Document extract ▸
◆ ◆ ◆ ◆

The Ramova Theater is a historic movie theater at 3508-3518 South Halsted Street in the Bridgeport neighborhood of Chicago, Illinois. Businessman Jokūbas Maskoliūnas, one of the many Lithuanian immigrants who settled in Bridgeport in the early twentieth century, built the theater in 1929. The theater opened with 1,300 seats, making it the largest in the neighborhood, and was built with a commercial block and apartments in the same building. Its name, which was chosen by the winner of a local newspaper contest, means "peaceful place" or "serene place" in Lithuanian. Architect Myer O. Nathan designed the building as an atmospheric theater, a style of theater meant to transplant audiences to a distant place or time; in the case of the Ramova, its interior used false fronts and balconies to resemble a Spanish courtyard. Nathan's design included elements of Neoclassical and Spanish Revival architecture, such as extensive terra cotta ornamentation, a frieze spanning the length of the building, and plaster detailing on the interior.

In 2001, the City of Chicago purchased the building and funded roof repairs. The theater was added to the National Register of Historic Places on December 17, 2021. Landmarks Illinois named the theater one of four recipients of the 2024 Richard H. Driehaus Foundation Preservation Awards.

Tyler Nevius purchased the Ramova and an adjacent lot from the City of Chicago for $1 in 2017. Together with 55 partners and 49 investors, including Chicago natives Quincy Jones, Jennifer Hudson and Chance the Rapper, he undertook an extensive renovation, resulting in a live music space along with a craft brewery and a restaurant and beer garden, that held a grand reopening event on December 31, 2023.

◆ ◆ ◆ ◆

Given records ▸
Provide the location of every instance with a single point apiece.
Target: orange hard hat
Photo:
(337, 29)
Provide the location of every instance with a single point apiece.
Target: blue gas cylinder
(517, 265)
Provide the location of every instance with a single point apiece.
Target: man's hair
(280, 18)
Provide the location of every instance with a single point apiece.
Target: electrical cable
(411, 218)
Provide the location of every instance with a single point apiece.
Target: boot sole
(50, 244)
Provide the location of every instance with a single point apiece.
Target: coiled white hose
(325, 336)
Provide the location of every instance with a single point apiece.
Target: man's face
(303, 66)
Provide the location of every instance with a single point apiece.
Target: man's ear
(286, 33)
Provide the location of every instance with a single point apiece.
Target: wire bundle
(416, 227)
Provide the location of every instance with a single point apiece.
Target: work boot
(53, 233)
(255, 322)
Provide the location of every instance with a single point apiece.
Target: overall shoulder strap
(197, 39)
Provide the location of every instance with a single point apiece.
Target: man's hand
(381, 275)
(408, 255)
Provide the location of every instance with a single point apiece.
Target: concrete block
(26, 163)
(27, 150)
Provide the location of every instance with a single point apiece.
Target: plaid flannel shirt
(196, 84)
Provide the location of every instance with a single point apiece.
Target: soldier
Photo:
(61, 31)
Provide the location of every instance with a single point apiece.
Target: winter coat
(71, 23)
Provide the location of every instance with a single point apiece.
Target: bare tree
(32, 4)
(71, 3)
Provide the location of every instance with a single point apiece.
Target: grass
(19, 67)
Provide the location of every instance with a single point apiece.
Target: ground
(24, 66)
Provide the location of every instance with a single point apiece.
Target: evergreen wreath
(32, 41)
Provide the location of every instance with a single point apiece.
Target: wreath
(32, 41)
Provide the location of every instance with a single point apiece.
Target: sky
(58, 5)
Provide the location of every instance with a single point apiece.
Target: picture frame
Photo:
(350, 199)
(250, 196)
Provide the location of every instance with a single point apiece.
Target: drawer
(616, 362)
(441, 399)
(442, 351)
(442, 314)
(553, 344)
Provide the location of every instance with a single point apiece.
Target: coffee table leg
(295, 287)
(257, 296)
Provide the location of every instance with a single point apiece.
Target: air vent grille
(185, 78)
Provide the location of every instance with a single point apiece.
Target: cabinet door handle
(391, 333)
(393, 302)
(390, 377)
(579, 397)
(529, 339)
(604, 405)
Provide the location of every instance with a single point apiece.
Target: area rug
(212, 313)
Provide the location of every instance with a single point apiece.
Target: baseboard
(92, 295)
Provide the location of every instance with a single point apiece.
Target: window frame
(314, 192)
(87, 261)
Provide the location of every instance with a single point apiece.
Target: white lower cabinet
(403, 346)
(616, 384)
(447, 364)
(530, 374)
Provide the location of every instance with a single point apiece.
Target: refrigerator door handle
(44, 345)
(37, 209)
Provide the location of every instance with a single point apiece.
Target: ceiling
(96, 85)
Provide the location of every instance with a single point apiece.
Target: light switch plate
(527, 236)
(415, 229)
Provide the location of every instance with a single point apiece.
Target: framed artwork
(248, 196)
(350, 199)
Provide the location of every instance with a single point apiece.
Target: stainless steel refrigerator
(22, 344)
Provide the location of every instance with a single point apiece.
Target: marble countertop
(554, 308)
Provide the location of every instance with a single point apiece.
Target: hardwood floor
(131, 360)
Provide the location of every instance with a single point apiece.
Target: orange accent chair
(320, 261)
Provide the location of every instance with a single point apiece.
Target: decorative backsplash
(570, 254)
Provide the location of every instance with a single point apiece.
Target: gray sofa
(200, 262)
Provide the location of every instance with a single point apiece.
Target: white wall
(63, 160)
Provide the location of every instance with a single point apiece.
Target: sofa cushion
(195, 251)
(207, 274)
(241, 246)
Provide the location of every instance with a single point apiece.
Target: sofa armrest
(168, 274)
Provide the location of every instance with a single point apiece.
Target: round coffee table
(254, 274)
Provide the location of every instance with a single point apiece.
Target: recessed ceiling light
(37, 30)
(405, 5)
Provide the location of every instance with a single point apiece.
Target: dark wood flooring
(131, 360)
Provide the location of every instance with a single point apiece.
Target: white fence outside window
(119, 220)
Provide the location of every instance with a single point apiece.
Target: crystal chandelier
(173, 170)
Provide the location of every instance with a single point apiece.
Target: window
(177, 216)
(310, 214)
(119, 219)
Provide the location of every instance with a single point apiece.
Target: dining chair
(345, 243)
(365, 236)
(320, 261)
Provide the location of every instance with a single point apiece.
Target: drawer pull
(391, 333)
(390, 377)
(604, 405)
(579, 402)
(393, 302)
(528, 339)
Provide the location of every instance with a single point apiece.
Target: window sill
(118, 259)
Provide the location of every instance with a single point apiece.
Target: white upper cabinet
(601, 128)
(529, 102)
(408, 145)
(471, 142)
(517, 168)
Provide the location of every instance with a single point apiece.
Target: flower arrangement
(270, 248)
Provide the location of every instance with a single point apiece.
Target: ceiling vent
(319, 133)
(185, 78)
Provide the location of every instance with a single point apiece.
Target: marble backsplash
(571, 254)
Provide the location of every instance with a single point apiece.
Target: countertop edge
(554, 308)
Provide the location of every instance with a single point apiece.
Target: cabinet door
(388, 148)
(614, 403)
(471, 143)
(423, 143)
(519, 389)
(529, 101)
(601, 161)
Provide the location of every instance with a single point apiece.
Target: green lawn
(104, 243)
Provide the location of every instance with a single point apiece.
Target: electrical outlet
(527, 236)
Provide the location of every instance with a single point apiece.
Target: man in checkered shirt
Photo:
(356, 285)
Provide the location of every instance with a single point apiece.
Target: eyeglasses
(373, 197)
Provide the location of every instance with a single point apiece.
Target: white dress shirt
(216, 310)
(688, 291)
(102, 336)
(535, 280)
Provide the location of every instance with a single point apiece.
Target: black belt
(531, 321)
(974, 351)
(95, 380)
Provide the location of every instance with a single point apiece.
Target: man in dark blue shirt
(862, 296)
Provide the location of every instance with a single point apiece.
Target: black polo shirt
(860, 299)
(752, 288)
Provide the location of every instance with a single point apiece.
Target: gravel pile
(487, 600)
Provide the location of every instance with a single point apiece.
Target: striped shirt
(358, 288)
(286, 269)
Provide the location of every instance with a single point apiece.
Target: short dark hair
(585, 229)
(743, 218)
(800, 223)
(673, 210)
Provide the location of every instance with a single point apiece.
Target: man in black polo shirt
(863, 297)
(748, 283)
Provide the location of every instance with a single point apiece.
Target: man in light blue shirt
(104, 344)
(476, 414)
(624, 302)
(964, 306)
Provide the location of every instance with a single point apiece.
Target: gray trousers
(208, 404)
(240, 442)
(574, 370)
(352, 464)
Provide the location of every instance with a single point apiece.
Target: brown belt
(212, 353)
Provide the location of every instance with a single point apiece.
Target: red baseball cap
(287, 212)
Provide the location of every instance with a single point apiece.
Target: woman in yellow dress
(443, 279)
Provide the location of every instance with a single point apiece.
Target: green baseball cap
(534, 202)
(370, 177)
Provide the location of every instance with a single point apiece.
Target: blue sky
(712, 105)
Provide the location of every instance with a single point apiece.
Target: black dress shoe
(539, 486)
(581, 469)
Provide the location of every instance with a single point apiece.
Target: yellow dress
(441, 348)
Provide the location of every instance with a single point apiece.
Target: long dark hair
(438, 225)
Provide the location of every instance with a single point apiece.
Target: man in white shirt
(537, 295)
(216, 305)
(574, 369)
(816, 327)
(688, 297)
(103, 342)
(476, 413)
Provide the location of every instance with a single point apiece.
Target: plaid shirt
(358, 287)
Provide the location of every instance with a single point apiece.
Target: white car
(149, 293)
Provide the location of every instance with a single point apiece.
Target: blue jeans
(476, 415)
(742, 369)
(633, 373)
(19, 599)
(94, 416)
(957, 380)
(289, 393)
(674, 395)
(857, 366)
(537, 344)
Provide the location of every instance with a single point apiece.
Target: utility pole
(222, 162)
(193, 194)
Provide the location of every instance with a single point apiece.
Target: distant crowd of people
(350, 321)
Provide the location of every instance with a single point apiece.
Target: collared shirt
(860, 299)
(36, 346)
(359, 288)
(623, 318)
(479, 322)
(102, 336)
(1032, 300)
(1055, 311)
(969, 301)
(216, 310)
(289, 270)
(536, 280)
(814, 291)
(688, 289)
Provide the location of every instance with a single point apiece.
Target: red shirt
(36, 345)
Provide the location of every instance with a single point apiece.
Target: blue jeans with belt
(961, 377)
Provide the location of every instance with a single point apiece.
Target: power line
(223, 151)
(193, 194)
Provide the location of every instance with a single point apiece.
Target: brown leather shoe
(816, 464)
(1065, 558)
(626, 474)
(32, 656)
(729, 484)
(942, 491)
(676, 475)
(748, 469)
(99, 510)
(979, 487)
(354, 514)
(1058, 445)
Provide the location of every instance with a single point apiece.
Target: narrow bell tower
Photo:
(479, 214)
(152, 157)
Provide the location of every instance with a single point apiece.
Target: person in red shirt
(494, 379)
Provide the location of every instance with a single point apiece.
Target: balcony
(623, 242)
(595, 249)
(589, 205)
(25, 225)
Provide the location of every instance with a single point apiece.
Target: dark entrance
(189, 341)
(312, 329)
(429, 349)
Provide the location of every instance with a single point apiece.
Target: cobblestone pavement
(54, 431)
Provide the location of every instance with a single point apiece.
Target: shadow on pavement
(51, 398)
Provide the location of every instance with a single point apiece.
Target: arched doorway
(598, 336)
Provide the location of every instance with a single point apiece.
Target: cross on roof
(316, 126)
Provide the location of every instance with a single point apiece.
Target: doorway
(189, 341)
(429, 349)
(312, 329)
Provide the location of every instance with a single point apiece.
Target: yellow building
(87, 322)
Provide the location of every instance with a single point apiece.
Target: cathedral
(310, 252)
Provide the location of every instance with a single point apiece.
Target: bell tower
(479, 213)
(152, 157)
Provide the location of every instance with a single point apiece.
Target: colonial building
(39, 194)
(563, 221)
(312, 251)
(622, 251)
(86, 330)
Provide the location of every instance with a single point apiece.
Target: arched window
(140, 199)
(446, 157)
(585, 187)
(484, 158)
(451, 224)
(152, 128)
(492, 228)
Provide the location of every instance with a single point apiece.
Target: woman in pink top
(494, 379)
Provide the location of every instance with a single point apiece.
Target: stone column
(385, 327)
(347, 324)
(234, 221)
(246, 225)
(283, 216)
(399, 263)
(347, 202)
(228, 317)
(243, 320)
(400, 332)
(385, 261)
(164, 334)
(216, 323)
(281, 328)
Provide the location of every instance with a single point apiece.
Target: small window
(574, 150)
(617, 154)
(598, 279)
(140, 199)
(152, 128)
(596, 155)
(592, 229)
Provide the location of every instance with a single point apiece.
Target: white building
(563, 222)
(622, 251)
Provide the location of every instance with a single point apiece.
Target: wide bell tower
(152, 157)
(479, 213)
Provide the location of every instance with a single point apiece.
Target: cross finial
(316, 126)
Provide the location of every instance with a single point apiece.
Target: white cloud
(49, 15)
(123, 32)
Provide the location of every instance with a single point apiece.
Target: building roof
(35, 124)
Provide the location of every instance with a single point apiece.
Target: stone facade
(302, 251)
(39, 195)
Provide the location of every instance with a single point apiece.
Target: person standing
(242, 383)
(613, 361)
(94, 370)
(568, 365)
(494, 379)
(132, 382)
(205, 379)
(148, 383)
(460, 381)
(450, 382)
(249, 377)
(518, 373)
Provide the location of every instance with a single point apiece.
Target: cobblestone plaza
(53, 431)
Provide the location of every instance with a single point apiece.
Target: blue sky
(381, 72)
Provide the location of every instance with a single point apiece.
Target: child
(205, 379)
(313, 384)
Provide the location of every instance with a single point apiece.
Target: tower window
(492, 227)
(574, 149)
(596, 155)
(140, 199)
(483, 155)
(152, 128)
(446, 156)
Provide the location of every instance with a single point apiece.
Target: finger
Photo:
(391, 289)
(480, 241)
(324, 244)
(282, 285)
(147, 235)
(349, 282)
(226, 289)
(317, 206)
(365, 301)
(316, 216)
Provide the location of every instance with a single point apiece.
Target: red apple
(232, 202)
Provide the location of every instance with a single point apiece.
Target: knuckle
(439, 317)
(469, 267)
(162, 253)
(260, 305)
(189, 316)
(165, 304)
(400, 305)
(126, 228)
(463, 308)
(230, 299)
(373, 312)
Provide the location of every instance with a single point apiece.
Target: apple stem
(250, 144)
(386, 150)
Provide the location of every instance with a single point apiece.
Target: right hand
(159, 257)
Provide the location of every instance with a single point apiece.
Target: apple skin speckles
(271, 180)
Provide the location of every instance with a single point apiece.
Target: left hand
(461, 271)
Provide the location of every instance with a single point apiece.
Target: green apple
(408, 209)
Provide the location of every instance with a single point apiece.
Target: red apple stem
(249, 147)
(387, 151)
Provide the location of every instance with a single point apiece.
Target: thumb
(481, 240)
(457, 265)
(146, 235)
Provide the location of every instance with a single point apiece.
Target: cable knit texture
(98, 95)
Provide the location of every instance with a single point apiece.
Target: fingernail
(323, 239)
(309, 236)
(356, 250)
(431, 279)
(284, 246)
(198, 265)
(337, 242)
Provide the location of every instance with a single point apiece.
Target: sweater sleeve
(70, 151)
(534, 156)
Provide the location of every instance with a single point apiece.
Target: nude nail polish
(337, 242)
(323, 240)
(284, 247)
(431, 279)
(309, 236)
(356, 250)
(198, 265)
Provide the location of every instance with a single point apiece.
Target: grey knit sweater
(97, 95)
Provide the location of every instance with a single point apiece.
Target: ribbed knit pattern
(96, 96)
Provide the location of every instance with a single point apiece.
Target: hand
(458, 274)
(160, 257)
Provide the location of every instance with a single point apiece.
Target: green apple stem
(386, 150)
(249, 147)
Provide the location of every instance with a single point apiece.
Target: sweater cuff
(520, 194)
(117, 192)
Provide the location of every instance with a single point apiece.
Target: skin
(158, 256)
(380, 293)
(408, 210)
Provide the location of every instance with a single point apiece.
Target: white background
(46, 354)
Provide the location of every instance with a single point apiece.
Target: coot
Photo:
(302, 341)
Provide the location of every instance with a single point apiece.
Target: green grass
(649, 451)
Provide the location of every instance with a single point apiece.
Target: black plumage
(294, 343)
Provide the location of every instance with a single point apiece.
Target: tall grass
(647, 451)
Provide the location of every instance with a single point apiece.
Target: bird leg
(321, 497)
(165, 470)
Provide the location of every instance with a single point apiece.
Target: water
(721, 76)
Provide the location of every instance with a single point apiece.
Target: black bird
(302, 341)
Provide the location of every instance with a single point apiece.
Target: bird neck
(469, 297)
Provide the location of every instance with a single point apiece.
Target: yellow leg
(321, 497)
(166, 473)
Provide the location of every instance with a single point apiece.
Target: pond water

◆ ◆ ◆ ◆

Assignment 1 ▸
Repeat the part of the Ramova Theater text that begins at the words "In 2001, the" and ends after "December 31, 2023.".
Assignment 2 ▸
Answer from the Ramova Theater text:
(a) Which architect designed the building?
(b) On what date was the theater added to the National Register of Historic Places?
(c) How much did Tyler Nevius pay the City of Chicago for the Ramova and an adjacent lot?
Assignment 3 ▸
Translate this sentence from the Ramova Theater text into Spanish: "In 2001, the City of Chicago purchased the building and funded roof repairs."

Task result 1 ▸
In 2001, the City of Chicago purchased the building and funded roof repairs. The theater was added to the National Register of Historic Places on December 17, 2021. Landmarks Illinois named the theater one of four recipients of the 2024 Richard H. Driehaus Foundation Preservation Awards.

Tyler Nevius purchased the Ramova and an adjacent lot from the City of Chicago for $1 in 2017. Together with 55 partners and 49 investors, including Chicago natives Quincy Jones, Jennifer Hudson and Chance the Rapper, he undertook an extensive renovation, resulting in a live music space along with a craft brewery and a restaurant and beer garden, that held a grand reopening event on December 31, 2023.

Task result 2 ▸
(a) Myer O. Nathan
(b) December 17, 2021
(c) $1

Task result 3 ▸
En 2001, la ciudad de Chicago compró el edificio y financió las reparaciones del techo.